##### Text provided
What We Do: Civility

In Quest of Character, Civility and Community

CIVILITY, the public dimension of our model, develops the leaders’ ability to negotiate with competency and skill public leadership roles and encourages the undertaking of just and loving acts in public spaces; discerns the appropriate and responsible use of power; and explores the public values of civility:

  • Recognition: Recognition in ethical leadership practices begins within consciousness, a focused awareness that is extended to the self, others, and to ultimate frames of references.
  • Respect: The recognition of rules of association of free people (citizens) and their inherent social dignity; respect includes (1) a certain self-referential index that recognizes oneself as inhering and therefore deserving certain acknowledgements of one’s human dignity in public space; (2) and an obligation or duty to others to demonstrate in public space an obligation to others as inhering and therefore deserving certain acknowledgements of human dignity. Fundamental to this two-fold definition of respect is the need for empathy and a sense of justice.
  • Reverence: Both loyalty and reverence for self, others and to one’s ultimate reference. Loyalty in its most fundamental sense is a discipline of informed consent of the will to a higher cause to which the leader seeks union within the self and with others. Ultimately, loyalty does not seek confirmation from external events or rewards, but finds it genesis and apotheosis in the integrity of the cause to which the leader is committed. Loyalty begins with the integrity of the act—behavior that is an outflow of one’s personal commitment to truth that finds rational correspondence with the vision of the hopeful. It was Albert Schweitzer who popularized the idea of reverence for life as an ethical demand. “Reverence for life,” for Schweitzer, meant a type of ethics that would reconcile egotism and altruism by demanding respect for all human beings and by seeking the highest development of each individual. The spiritual unity which loyalty seeks finds its fullest expression in reverence for all life. Leaders should not, therefore, allow their loyalties to kin, nation, or even religious belief to supersede the ethic of reverence for life. At a deeper level, reverence for life appeals to something that is fundamentally human that seeks ultimate unity with what some mystics have called the Larger Life. The Larger Life finds affinity with what we are calling a sense of community.
##########
> _Work task 1_: Who does the civility page credit with popularizing reverence for life as an ethical demand?
> _Work task 2_: Copy from the civility page everything from "In Quest of" down to "frames of references.".
The material after this point has no connection to the civility page.
##### Information provided
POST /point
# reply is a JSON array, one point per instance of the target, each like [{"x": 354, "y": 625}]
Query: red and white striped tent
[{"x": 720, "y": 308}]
##########
> _Exercise answer 1_: Albert Schweitzer

> _Exercise answer 2_:
In Quest of Character, Civility and Community

CIVILITY, the public dimension of our model, develops the leaders’ ability to negotiate with competency and skill public leadership roles and encourages the undertaking of just and loving acts in public spaces; discerns the appropriate and responsible use of power; and explores the public values of civility:

  • Recognition: Recognition in ethical leadership practices begins within consciousness, a focused awareness that is extended to the self, others, and to ultimate frames of references.